What you need to do: Return each line of the records below in which the string "noun" turns up.

[Dataset entries]
§ §
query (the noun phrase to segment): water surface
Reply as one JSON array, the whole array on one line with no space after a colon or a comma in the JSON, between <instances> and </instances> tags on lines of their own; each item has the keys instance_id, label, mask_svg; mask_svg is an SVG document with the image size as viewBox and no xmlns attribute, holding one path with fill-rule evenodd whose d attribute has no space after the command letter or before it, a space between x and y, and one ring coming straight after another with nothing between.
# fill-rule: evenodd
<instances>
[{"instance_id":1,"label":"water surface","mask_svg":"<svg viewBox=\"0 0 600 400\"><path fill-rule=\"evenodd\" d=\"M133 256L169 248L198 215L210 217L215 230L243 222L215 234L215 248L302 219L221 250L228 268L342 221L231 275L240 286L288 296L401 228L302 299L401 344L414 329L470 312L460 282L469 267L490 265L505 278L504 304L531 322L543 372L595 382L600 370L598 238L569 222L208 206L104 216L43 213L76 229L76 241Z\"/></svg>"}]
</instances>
§ §
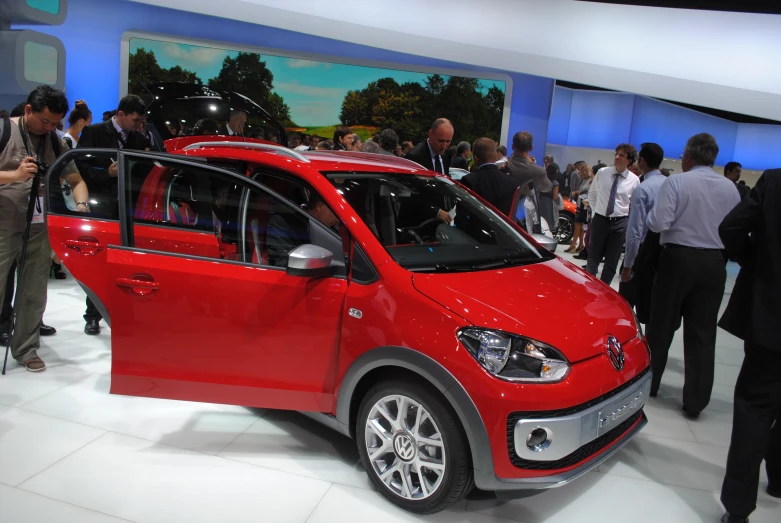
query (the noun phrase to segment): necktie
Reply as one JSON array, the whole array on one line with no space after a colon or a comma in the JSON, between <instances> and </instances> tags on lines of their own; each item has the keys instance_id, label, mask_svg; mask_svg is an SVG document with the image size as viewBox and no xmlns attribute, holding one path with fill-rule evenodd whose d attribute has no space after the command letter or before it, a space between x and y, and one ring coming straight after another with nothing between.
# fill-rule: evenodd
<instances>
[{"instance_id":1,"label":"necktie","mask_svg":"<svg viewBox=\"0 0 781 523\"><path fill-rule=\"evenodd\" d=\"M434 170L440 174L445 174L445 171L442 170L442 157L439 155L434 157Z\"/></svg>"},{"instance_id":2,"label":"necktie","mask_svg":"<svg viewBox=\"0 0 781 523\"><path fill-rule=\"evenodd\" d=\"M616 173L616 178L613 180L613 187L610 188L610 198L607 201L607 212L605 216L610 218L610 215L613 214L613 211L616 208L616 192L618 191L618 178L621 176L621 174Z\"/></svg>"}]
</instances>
§ §
The completed task:
query (the noun phrase to segment): water surface
query (the noun phrase to segment): necktie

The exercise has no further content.